Take the lines from the one containing "task: provide the segmentation of the stack" through the end of the records and rewrite them as a numbered list, one line per item, with blank lines dropped.

______________________________

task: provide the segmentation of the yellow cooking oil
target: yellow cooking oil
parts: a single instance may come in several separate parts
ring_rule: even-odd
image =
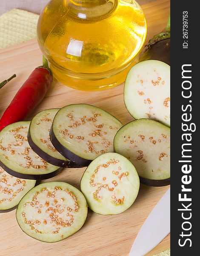
[[[51,0],[37,26],[54,77],[87,91],[124,81],[146,35],[144,14],[134,0]]]

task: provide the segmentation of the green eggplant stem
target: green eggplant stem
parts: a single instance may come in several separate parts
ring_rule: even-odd
[[[10,78],[9,78],[8,79],[4,80],[4,81],[3,81],[3,82],[2,82],[1,83],[0,83],[0,89],[1,89],[1,88],[2,88],[2,87],[3,86],[4,86],[4,85],[5,84],[7,84],[9,81],[10,81],[12,79],[13,79],[13,78],[14,78],[14,77],[16,77],[16,76],[17,76],[15,75],[15,74],[14,74],[13,75],[13,76],[11,76],[11,77],[10,77]]]
[[[162,32],[155,35],[154,37],[150,39],[149,44],[146,46],[146,50],[152,44],[155,44],[161,40],[170,38],[170,15],[169,15],[166,28]]]

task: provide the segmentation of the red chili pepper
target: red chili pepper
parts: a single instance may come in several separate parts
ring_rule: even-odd
[[[11,77],[10,77],[10,78],[9,78],[9,79],[8,80],[4,80],[1,83],[0,83],[0,89],[1,89],[1,88],[2,88],[2,87],[3,87],[3,86],[4,86],[4,85],[5,84],[7,84],[12,79],[13,79],[13,78],[14,78],[14,77],[16,77],[16,75],[15,75],[15,74],[14,74],[13,75],[13,76],[12,76]]]
[[[10,124],[23,120],[40,102],[52,81],[51,70],[44,61],[32,72],[23,84],[0,119],[0,131]]]

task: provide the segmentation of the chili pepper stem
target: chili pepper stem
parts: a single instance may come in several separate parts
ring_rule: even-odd
[[[4,86],[5,84],[7,84],[9,81],[10,81],[12,79],[13,79],[14,77],[16,77],[16,76],[17,76],[15,75],[15,74],[14,74],[13,75],[13,76],[11,76],[11,77],[10,77],[10,78],[9,78],[8,79],[4,80],[4,81],[3,81],[3,82],[2,82],[1,83],[0,83],[0,89],[1,89],[1,88],[2,88],[2,87],[3,86]]]

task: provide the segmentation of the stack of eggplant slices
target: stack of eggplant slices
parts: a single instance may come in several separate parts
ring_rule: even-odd
[[[88,206],[99,214],[118,214],[134,202],[140,182],[169,185],[169,73],[159,61],[132,68],[124,101],[137,119],[124,126],[106,111],[81,104],[45,110],[3,129],[0,212],[18,205],[17,220],[26,234],[56,242],[81,228]],[[64,168],[84,166],[81,191],[60,181],[35,186]]]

______________________________

(RESPONSE TO THE TASK)
1. task: provide the segmentation of the stack of eggplant slices
2. target: stack of eggplant slices
3. parts: a single instance may come in several separate parts
4. ring_rule: even-odd
5. [[[88,206],[99,214],[118,214],[134,202],[140,182],[169,185],[169,73],[159,61],[132,68],[124,101],[137,119],[124,126],[106,111],[81,104],[45,110],[3,129],[0,212],[18,205],[17,220],[26,234],[56,242],[81,228]],[[64,168],[84,166],[81,191],[60,181],[35,186]]]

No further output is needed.